WORK TO BE COMPLETED
Give the records below again, changing every "drop one marker" to "place a single point" and leaving everything else as it is. Omit the pictures from your answer.

────────────────

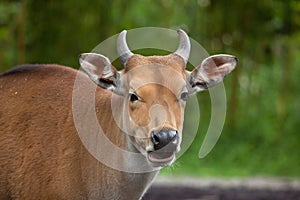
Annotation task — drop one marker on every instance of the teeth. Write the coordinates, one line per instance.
(160, 160)
(149, 148)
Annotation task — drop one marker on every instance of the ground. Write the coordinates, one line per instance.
(224, 189)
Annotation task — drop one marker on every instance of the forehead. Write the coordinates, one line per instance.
(168, 71)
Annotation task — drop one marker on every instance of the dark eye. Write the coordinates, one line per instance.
(133, 97)
(184, 96)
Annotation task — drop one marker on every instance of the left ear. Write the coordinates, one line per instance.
(210, 72)
(101, 71)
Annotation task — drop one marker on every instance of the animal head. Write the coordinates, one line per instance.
(154, 91)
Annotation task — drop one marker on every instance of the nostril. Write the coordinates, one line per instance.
(164, 138)
(155, 139)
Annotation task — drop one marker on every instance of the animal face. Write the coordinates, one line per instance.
(154, 91)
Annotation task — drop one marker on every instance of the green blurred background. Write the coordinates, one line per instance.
(261, 134)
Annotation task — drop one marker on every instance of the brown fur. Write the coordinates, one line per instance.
(41, 155)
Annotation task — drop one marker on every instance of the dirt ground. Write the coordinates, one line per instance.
(224, 190)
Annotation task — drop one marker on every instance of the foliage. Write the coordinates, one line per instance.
(260, 135)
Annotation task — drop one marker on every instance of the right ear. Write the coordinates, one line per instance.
(101, 71)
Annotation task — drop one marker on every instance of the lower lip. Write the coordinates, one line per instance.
(160, 160)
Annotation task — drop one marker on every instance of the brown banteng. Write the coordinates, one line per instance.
(139, 109)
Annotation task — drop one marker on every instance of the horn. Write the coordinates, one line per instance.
(122, 48)
(184, 46)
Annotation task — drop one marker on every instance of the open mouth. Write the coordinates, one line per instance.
(161, 158)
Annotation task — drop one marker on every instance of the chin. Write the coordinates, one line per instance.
(161, 159)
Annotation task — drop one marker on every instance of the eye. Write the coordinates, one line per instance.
(184, 96)
(133, 97)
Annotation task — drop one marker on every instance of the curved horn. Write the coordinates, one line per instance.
(184, 46)
(122, 48)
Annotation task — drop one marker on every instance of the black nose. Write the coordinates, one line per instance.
(167, 139)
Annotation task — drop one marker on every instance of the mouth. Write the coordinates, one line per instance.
(161, 159)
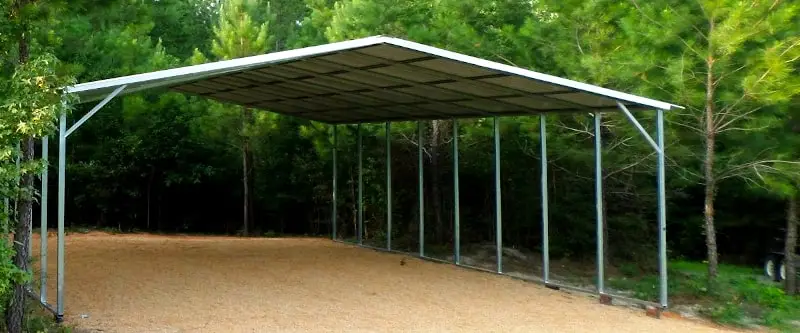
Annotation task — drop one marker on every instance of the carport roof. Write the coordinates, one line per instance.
(375, 79)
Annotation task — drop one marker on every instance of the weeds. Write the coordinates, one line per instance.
(739, 296)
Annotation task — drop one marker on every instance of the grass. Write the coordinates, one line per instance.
(739, 296)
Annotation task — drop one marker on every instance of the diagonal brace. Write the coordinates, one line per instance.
(639, 127)
(95, 109)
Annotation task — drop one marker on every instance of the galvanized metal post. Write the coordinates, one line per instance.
(421, 191)
(360, 187)
(662, 211)
(388, 185)
(545, 202)
(598, 192)
(456, 199)
(62, 163)
(498, 218)
(335, 205)
(43, 223)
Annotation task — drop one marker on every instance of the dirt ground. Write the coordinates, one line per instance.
(147, 283)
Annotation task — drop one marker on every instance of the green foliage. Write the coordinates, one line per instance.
(173, 163)
(740, 296)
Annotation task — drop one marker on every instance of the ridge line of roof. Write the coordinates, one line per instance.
(186, 73)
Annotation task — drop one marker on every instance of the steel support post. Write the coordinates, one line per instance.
(662, 211)
(62, 163)
(360, 187)
(43, 222)
(545, 202)
(421, 191)
(598, 193)
(388, 185)
(334, 203)
(498, 209)
(456, 199)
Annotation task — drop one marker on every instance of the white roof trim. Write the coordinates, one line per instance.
(176, 76)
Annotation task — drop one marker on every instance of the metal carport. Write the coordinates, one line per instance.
(383, 79)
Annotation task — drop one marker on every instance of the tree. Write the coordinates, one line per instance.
(238, 35)
(32, 101)
(724, 60)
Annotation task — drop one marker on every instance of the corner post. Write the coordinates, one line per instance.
(334, 203)
(421, 191)
(360, 187)
(662, 211)
(456, 199)
(598, 192)
(498, 218)
(43, 222)
(545, 202)
(62, 163)
(388, 185)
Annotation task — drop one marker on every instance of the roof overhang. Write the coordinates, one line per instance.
(376, 79)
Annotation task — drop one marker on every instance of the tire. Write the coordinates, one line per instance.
(771, 268)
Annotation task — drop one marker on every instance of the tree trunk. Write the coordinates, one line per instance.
(16, 309)
(355, 204)
(15, 313)
(790, 247)
(436, 200)
(711, 184)
(247, 116)
(149, 196)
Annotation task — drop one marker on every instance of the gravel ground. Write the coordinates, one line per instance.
(147, 283)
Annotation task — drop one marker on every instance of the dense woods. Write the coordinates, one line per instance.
(165, 162)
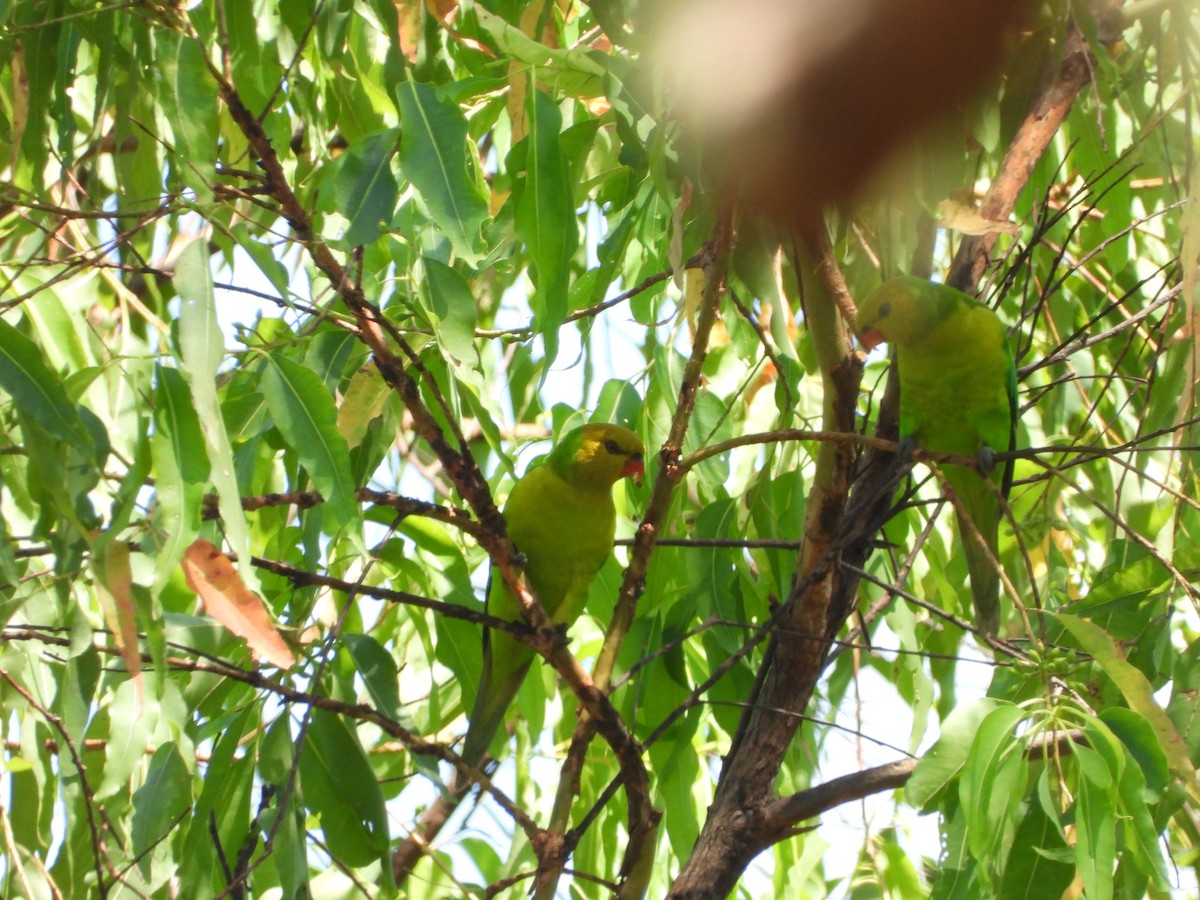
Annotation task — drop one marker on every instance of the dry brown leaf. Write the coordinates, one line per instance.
(227, 599)
(959, 216)
(117, 600)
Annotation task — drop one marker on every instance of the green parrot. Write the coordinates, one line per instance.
(562, 519)
(958, 395)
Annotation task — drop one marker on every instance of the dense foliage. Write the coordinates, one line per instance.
(293, 291)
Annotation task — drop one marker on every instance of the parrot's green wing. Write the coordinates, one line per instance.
(562, 519)
(958, 395)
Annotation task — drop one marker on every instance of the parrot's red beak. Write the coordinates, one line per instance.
(870, 339)
(635, 468)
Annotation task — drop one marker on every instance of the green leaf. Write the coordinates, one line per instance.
(131, 719)
(378, 672)
(276, 757)
(1038, 862)
(1095, 827)
(945, 760)
(36, 390)
(1135, 689)
(181, 471)
(202, 351)
(575, 72)
(433, 157)
(365, 190)
(342, 790)
(454, 307)
(993, 780)
(545, 217)
(190, 101)
(304, 413)
(161, 799)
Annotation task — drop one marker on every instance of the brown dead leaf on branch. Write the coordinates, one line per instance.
(227, 599)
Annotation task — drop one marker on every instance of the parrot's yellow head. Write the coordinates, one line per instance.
(899, 311)
(599, 455)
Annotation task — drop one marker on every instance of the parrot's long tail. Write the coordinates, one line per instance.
(978, 501)
(504, 670)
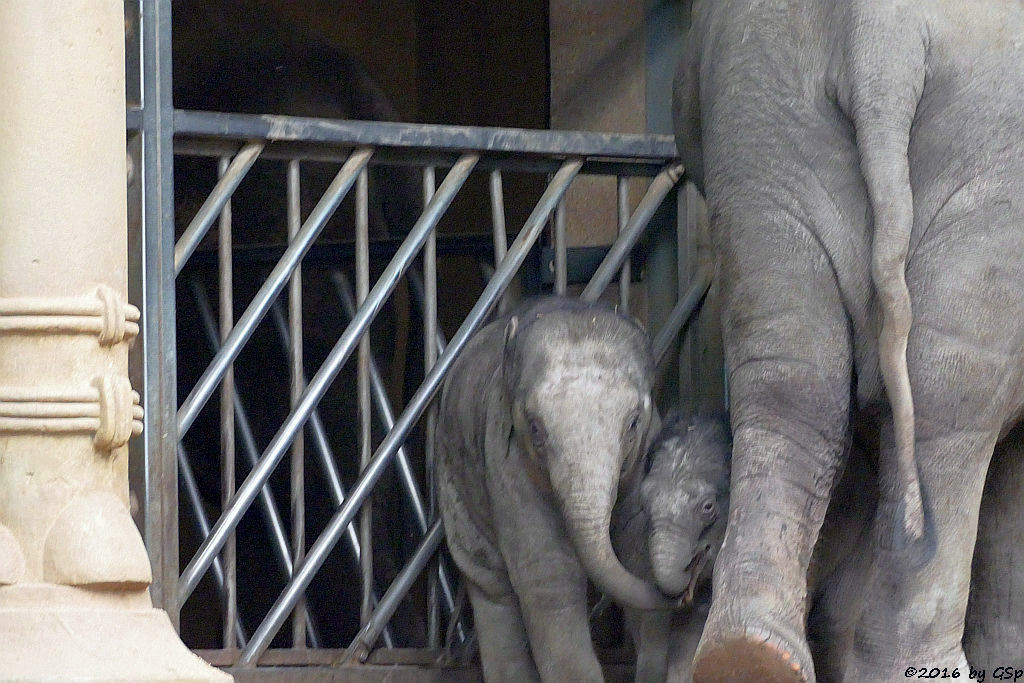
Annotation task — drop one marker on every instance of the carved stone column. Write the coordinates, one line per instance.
(74, 573)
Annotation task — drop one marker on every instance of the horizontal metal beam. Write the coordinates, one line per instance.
(456, 139)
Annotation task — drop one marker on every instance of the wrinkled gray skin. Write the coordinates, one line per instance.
(863, 166)
(670, 527)
(542, 418)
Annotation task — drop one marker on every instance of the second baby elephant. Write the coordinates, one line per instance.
(543, 418)
(670, 526)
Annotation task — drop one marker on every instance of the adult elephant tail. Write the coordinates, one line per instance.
(885, 76)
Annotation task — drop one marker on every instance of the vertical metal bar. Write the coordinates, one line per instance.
(498, 224)
(386, 451)
(187, 481)
(226, 308)
(267, 503)
(429, 358)
(363, 389)
(624, 219)
(153, 286)
(297, 385)
(561, 257)
(325, 376)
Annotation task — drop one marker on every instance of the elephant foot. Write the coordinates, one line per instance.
(733, 654)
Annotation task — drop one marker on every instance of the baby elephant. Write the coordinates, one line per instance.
(543, 419)
(670, 526)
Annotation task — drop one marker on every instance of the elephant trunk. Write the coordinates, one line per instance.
(675, 556)
(588, 527)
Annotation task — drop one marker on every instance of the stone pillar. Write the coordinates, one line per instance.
(74, 572)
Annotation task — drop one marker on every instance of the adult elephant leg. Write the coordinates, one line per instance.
(504, 649)
(788, 351)
(965, 365)
(914, 603)
(994, 628)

────────────────

REPLY
Annotation task — place a single point on every instance of the teeth. Write the coordinates, one line per instance.
(160, 160)
(149, 148)
Annotation task — place a single point on every instance of the ground. Write the coordinates, one line per instance.
(224, 189)
Annotation task — place a single point on every instance of the forehead. Write the coordinates, one line per instance.
(168, 71)
Annotation task — place a single point on every instance of the dark eye. Write the coordinates, one line per instance.
(133, 97)
(184, 96)
Annotation task — place a single point on every instance of the left ear. Write the coordinates, one line per instance.
(210, 72)
(101, 71)
Annotation task — place a single point on every instance of the animal head. Write the coordinates, one line per instance.
(154, 91)
Annotation task — place a single point on every instance of the nostril. Write the coordinates, one line per instance.
(164, 138)
(155, 139)
Annotation task — place a single point on every instance of the animal face. Write the coordinates, one line per instance.
(154, 91)
Annotation task — place a single point on every instance of the green blurred background. Write the coordinates, one line per instance.
(261, 134)
Annotation task — place a single point on every instance of the brown fur. Write the coordinates, one line per instance.
(41, 155)
Annotation task — place a single point on every instance of the dirt ground. Write the coordinates, one line per instance.
(224, 190)
Annotation task — place a single point on every instance of the foliage. Write the coordinates, one line per instance.
(260, 135)
Annotation task — place a single point on every instance of the right ear. Write the coordinates, one line per instance.
(101, 71)
Annotation task — place a single point on every instance of the lower lip. Write the coordinates, one line per instance.
(160, 160)
Annotation task — place a single point on every instance of the brown banteng. Write the coordinates, one line per instance.
(139, 109)
Annotation task — place a single point on every instance of the horn. Write the coordinates, one line per instance.
(122, 48)
(184, 46)
Annotation task — place a single point on every instance of the open mouth. Write the coordinates, one line per instance.
(161, 158)
Annotation task — place a single point on every instance of the chin. Write the coordinates, one line per instance.
(161, 159)
Annotation task — place a single point on every instance of the eye. Write the coordinates, one line per instance.
(184, 96)
(133, 97)
Annotation task — place a single point on every instance of the curved horn. Write the coordinates, one line per instance.
(184, 46)
(122, 48)
Annotation task — place a single point on every instance of the black nose. Write the coordinates, one line per instance.
(167, 139)
Annotation task — place a single point on every instance of the mouth. Write the coordinates, one line per instance.
(161, 159)
Annotation task — place a single point on every instance of the carport roof. Write the coordinates, one line per instance.
(375, 79)
Annotation task — place a single point on every instance of the weeds. Write the coordinates, one line per instance.
(739, 296)
Annotation task — place a single point on every instance of the grass. Write the coordinates, one line per instance.
(739, 296)
Annotation task — place a single point on every instance of the diagonal brace. Write the coordinates, one line per instance.
(639, 127)
(95, 109)
Annotation task — place a single point on every instance of the galvanized metal post. Write the coordinates, one line per instance.
(421, 191)
(360, 187)
(662, 211)
(388, 185)
(545, 202)
(598, 192)
(456, 199)
(62, 163)
(498, 218)
(335, 205)
(43, 223)
Annotation task — place a single point on every instance of the dirt ground. Write the coordinates, one line per instance.
(147, 283)
Annotation task — place a single point on every instance of the green foliage. Write the coordinates, one line per instance.
(173, 163)
(740, 296)
Annotation task — place a single point on every instance of the ridge line of roof. Write the coordinates, one line per instance.
(186, 73)
Annotation task — place a single point on every instance of the steel support post. Write the coordinates, one line per instance.
(662, 211)
(62, 163)
(360, 187)
(43, 222)
(545, 202)
(421, 191)
(598, 193)
(388, 185)
(334, 203)
(498, 209)
(456, 199)
Annotation task — place a single point on every instance of the white roof trim. Write the coordinates, one line per instance.
(176, 76)
Annotation task — place a single point on every instance of the metal carport. Write the coordinates, one line per instance.
(383, 79)
Annotation task — place a single point on every instance of the tree. Write the coordinates, one line per instance.
(238, 35)
(32, 101)
(724, 60)
Annotation task — place a single point on every instance of the corner post. Write the coordinates, one line per instance.
(334, 203)
(421, 191)
(360, 187)
(662, 211)
(456, 199)
(598, 192)
(498, 218)
(43, 222)
(545, 202)
(62, 163)
(388, 185)
Annotation task — place a single point on every instance of the roof overhang. Write the coordinates, one line per instance.
(376, 79)
Annotation task — place a single point on every instance of the tire. Write the coordinates, one line per instance.
(771, 268)
Annotation task — place a single point on every instance of the tree trunk. Write the coordinates, one line per instance.
(16, 309)
(355, 204)
(15, 313)
(790, 247)
(436, 200)
(711, 184)
(247, 116)
(149, 196)
Annotation task — place a single point on every instance of the gravel ground. Write the coordinates, one line per instance.
(147, 283)
Annotation task — place a single point on every instance of the dense woods. Write the coordinates, one line per instance.
(165, 162)
Annotation task — place a single point on every instance of the dry brown leaf. Write the coordinates, one line per instance.
(227, 599)
(959, 216)
(117, 600)
Annotation task — place a single point on every instance of the green parrot. Write the coordinates, one line per instance.
(562, 519)
(958, 395)
Annotation task — place a single point on every instance of the dense foliage. Write the coordinates, one line per instance.
(293, 291)
Annotation task — place a single point on every instance of the parrot's green wing. Write the coordinates, one line per instance.
(562, 519)
(958, 395)
Annotation task — place a single point on every instance of the parrot's red beak. Write the coordinates, one line per instance.
(870, 339)
(635, 468)
Annotation task — place a single point on every instance of the green leaf. Write the coordinates, one line per instance.
(131, 719)
(378, 672)
(276, 757)
(1038, 862)
(1095, 827)
(945, 760)
(36, 390)
(1135, 689)
(181, 471)
(202, 351)
(575, 72)
(433, 157)
(365, 190)
(342, 790)
(454, 307)
(993, 780)
(545, 217)
(190, 101)
(304, 413)
(161, 799)
Annotation task — place a single point on every instance of the brown dead leaf on branch. Write the coordinates, one line per instance.
(227, 599)
Annotation task — place a single point on every instance of the parrot's yellow head. Write the coordinates, one line per instance.
(899, 311)
(599, 455)
Annotation task — place a single point on every instance of the parrot's long tail. Write the coordinates, one line per instance.
(978, 501)
(504, 670)
Annotation task — place a single point on every instance of the carved stone column. Write the coordinates, one line per instance.
(74, 573)
Annotation task — place a single point on every instance of the horizontal metal beam. Write the coordinates, one line per instance.
(456, 139)
Annotation task — place a single point on every instance of the wrinkled gray skin. Write the coordinates, one line per instance.
(863, 166)
(670, 527)
(542, 418)
Annotation task — place a single point on every instance of the second baby elephant. Write the coordinates, one line per instance.
(543, 418)
(670, 526)
Annotation task — place a single point on every instance of the adult elephant tail. Write the coordinates, one line per instance.
(885, 76)
Annotation task — place a single point on every instance of the vertical metal bar. Write the coordinates, one line per instance.
(498, 224)
(386, 451)
(187, 481)
(226, 308)
(267, 503)
(429, 358)
(363, 389)
(624, 219)
(153, 286)
(297, 385)
(561, 257)
(325, 376)
Annotation task — place a single point on every instance of the elephant foot. Write the coordinates, one line per instance.
(733, 654)
Annotation task — place a single point on every instance of the baby elephant. Write the coordinates, one line per instance.
(543, 419)
(670, 526)
Annotation task — place a single point on every instance of the elephant trunk. Write the coordinates, one line per instance.
(675, 556)
(588, 527)
Annotation task — place a single point on every instance of the stone pillar. Write the coordinates, one line per instance.
(74, 572)
Annotation task — place a single point on every instance of the adult elephant leg. Write the coordinates, one line per instance.
(504, 649)
(788, 351)
(965, 365)
(914, 603)
(994, 628)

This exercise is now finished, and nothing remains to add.